◆ Work item ◆
When you reach the line containing "Guideline: for each instance of the brown shoe, the" in the entries below, begin reproducing lines exactly, and stop once the line containing "Guideline: for each instance of the man in blue" is done.
BEGIN
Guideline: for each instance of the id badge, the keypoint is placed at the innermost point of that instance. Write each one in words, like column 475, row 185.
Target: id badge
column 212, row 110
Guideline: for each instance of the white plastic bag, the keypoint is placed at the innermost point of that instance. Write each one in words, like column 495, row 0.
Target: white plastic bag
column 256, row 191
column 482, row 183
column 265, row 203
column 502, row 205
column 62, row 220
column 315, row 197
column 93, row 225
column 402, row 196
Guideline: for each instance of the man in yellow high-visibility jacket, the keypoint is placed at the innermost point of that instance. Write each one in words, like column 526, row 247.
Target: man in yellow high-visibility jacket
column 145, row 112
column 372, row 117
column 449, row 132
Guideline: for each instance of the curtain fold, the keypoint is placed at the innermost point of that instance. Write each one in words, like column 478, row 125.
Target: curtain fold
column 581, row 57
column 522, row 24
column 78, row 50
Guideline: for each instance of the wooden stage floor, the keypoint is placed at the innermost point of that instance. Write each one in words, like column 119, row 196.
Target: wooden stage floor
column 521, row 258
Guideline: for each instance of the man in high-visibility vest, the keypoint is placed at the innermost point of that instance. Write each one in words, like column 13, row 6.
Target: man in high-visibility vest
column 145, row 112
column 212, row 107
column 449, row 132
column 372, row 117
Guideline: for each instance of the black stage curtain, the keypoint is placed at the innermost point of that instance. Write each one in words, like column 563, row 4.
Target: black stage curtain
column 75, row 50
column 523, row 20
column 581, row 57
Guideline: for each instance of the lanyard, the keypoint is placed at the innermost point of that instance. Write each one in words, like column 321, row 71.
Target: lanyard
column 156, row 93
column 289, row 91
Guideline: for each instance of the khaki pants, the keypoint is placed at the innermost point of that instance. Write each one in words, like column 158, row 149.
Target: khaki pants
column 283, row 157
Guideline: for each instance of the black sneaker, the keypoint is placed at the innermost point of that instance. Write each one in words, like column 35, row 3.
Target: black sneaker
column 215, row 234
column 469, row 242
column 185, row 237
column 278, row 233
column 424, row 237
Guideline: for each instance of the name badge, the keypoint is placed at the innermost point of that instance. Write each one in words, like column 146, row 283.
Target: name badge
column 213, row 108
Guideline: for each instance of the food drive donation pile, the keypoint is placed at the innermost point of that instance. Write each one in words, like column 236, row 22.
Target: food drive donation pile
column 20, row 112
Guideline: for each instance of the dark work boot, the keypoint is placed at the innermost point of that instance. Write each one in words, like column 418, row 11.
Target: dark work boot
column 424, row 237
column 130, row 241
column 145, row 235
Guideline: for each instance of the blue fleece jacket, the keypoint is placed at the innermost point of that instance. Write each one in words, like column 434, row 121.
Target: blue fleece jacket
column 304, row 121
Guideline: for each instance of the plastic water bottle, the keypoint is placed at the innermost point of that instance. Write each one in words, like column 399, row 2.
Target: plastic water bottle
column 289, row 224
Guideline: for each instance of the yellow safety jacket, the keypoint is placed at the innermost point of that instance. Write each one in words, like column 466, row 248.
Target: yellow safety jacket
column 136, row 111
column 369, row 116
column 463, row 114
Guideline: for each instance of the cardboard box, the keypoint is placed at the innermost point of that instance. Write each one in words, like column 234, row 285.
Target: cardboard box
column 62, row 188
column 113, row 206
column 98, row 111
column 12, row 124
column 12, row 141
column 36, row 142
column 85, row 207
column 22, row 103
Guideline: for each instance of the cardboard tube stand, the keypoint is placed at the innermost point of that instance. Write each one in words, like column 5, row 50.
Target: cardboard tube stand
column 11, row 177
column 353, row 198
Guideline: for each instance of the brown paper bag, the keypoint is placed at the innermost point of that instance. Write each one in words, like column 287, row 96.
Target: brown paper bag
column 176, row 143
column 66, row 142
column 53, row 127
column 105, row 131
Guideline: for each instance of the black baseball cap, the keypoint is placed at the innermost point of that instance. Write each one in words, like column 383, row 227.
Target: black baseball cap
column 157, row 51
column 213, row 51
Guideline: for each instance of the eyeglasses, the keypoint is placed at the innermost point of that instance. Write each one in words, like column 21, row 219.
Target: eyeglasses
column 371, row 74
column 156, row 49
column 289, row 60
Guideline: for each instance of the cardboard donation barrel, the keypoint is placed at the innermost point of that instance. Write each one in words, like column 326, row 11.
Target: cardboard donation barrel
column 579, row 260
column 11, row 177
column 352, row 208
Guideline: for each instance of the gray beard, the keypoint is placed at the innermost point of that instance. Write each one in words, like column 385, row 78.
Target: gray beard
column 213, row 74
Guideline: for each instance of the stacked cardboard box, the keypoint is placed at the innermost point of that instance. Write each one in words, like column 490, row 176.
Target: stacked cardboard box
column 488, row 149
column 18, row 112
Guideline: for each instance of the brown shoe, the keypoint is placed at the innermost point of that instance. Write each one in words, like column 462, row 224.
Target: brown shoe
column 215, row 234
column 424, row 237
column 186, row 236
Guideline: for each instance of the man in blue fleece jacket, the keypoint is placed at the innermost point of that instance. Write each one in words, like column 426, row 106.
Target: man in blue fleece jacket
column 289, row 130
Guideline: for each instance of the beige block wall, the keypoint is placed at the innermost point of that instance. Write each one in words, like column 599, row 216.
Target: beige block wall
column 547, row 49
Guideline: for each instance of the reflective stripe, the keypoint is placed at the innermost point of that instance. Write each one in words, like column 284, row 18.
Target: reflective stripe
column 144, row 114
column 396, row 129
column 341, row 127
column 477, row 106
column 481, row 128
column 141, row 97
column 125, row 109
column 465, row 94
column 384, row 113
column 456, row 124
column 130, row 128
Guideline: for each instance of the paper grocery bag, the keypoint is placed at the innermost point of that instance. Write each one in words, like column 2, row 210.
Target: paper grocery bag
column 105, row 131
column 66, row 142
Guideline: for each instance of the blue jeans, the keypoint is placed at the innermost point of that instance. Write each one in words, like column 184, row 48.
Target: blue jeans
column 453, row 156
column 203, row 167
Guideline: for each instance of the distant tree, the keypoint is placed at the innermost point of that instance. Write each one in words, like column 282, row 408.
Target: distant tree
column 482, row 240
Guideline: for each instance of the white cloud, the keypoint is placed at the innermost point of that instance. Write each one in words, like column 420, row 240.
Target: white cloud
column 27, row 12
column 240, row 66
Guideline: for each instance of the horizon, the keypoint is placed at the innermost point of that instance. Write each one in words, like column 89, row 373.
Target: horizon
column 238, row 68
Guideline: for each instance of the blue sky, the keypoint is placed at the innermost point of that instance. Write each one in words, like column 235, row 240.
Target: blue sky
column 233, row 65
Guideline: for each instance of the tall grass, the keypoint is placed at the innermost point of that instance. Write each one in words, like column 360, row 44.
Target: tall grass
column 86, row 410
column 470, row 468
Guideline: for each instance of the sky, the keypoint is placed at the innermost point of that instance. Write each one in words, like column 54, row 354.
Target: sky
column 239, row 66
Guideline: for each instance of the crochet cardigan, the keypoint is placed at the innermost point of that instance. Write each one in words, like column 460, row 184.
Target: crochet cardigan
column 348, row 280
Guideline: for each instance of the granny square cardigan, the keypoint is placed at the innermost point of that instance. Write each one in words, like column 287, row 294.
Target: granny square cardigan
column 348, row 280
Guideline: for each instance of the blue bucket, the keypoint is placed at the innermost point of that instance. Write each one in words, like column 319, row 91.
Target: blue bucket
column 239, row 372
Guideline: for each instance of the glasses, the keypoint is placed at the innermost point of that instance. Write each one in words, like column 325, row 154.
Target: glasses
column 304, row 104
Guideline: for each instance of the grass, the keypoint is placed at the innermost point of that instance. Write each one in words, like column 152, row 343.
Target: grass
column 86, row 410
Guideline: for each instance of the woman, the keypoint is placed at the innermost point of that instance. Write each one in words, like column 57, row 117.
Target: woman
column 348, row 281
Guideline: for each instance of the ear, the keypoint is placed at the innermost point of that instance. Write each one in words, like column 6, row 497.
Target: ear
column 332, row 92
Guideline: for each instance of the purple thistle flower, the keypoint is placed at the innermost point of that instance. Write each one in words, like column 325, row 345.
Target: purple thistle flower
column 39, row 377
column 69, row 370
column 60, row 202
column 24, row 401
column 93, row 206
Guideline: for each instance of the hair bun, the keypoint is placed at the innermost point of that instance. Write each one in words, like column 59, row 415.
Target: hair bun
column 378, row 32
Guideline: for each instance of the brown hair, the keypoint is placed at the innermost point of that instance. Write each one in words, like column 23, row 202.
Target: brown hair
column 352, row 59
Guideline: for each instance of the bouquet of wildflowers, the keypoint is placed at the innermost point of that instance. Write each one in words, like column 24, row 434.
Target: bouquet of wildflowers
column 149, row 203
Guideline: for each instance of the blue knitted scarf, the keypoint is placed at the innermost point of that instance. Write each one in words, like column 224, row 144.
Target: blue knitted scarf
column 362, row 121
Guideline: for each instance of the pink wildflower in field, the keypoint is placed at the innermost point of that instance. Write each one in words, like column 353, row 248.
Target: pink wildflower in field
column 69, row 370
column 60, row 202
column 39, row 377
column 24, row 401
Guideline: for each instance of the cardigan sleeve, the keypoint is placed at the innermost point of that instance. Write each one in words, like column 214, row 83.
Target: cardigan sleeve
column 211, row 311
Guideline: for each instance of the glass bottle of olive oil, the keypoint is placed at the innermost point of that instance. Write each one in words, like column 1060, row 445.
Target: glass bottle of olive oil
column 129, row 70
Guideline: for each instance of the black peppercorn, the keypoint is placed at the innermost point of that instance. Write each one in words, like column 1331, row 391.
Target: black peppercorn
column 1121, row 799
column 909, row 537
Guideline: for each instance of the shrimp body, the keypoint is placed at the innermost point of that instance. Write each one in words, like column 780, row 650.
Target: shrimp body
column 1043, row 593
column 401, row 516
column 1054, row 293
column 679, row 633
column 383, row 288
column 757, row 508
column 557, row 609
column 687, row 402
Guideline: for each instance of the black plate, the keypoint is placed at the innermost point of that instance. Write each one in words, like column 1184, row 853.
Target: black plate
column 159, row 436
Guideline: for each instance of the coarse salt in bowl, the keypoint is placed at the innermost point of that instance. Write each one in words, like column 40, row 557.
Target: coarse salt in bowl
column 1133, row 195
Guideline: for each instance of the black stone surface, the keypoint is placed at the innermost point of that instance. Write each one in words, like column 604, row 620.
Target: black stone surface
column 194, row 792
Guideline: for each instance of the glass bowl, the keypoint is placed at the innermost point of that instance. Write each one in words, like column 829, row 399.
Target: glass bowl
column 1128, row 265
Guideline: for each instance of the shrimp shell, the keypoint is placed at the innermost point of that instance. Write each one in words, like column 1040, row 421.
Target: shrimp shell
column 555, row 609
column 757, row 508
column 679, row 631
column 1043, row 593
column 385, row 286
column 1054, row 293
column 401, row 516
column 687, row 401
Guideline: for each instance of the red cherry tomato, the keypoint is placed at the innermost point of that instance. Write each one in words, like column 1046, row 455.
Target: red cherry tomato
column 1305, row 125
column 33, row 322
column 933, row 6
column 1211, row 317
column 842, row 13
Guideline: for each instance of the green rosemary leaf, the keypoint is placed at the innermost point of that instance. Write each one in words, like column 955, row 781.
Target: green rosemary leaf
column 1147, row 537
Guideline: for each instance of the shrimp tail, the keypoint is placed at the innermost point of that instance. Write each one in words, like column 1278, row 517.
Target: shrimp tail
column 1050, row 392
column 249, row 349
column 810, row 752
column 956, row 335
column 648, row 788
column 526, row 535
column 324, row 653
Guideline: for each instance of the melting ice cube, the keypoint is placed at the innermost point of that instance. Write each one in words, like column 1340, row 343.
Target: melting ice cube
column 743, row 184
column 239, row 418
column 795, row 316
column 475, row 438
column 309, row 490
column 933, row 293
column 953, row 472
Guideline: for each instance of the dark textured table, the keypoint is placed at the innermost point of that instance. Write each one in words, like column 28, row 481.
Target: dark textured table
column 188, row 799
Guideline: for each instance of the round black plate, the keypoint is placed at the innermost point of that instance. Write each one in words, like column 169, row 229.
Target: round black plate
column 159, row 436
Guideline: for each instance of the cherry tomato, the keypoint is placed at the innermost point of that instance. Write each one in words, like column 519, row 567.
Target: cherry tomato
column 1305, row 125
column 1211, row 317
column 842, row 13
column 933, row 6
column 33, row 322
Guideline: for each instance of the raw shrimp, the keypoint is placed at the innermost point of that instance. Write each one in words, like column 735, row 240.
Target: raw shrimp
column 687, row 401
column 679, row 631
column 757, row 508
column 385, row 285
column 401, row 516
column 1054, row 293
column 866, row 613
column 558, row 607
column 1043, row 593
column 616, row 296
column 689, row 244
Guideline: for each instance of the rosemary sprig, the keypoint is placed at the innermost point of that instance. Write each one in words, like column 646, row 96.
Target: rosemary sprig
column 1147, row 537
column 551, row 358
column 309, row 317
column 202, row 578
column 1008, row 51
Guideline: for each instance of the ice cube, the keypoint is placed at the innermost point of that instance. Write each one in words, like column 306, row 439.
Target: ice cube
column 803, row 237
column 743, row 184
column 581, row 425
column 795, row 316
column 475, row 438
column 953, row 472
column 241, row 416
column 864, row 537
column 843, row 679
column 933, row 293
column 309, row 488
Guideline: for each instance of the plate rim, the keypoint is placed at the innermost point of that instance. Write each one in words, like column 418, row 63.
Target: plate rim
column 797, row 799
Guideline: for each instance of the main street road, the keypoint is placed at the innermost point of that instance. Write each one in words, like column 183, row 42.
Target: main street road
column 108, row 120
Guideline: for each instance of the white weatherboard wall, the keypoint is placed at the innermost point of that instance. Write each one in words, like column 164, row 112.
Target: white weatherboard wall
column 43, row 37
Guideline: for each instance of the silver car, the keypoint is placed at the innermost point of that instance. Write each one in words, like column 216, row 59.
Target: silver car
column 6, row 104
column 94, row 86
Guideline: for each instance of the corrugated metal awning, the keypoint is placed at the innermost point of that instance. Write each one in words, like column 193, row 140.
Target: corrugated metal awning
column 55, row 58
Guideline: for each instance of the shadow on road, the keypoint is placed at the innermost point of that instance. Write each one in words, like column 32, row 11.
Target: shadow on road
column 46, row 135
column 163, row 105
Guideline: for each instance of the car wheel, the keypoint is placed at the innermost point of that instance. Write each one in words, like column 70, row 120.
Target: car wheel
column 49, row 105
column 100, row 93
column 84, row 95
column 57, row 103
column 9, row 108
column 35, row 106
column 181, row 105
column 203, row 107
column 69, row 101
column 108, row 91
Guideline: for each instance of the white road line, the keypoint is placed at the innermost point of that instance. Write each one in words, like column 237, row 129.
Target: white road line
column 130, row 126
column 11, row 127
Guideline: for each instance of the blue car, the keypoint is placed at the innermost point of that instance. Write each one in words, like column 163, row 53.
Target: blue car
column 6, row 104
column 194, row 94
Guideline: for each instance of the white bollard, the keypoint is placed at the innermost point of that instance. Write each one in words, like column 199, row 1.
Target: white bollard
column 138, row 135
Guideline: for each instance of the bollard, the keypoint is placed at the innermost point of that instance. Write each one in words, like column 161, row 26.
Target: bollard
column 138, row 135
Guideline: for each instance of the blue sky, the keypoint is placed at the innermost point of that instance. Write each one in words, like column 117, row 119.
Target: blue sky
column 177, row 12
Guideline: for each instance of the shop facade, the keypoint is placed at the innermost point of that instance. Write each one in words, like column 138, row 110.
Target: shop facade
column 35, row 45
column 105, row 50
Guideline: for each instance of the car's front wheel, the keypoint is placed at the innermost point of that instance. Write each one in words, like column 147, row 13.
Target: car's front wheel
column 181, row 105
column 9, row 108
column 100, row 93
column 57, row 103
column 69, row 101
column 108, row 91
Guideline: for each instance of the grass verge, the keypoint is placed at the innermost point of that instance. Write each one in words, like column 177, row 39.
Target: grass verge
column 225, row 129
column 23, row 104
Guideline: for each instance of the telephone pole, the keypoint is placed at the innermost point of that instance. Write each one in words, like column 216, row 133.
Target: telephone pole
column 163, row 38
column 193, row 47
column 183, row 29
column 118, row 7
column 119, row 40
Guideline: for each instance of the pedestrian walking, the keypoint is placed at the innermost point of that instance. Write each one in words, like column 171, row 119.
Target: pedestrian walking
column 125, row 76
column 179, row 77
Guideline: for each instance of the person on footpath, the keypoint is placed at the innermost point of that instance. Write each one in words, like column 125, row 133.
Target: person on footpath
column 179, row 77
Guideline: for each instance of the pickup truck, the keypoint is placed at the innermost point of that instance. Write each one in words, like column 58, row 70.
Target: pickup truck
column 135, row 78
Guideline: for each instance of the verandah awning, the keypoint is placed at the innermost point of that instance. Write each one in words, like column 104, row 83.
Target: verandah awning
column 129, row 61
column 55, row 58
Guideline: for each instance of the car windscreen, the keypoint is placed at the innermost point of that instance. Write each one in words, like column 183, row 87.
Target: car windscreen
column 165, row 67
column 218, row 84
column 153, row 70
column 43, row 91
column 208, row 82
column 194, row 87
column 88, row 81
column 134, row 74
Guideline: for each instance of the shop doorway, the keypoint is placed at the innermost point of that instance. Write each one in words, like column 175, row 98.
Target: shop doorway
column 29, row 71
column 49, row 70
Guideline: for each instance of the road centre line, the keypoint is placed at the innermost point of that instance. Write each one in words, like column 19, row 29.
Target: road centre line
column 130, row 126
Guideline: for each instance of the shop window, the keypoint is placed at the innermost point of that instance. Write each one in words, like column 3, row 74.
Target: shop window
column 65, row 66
END
◆ Expected answer ◆
Guideline: for each instance of the brown shoe, the keypoint is placed at the innermost point of that instance. Write each one in words, like column 462, row 224.
Target: brown shoe
column 215, row 234
column 424, row 237
column 186, row 236
Guideline: for each instance of the man in blue fleece jacket, the keypoint is placed at the innermost point of that instance. Write each one in words, like column 426, row 106.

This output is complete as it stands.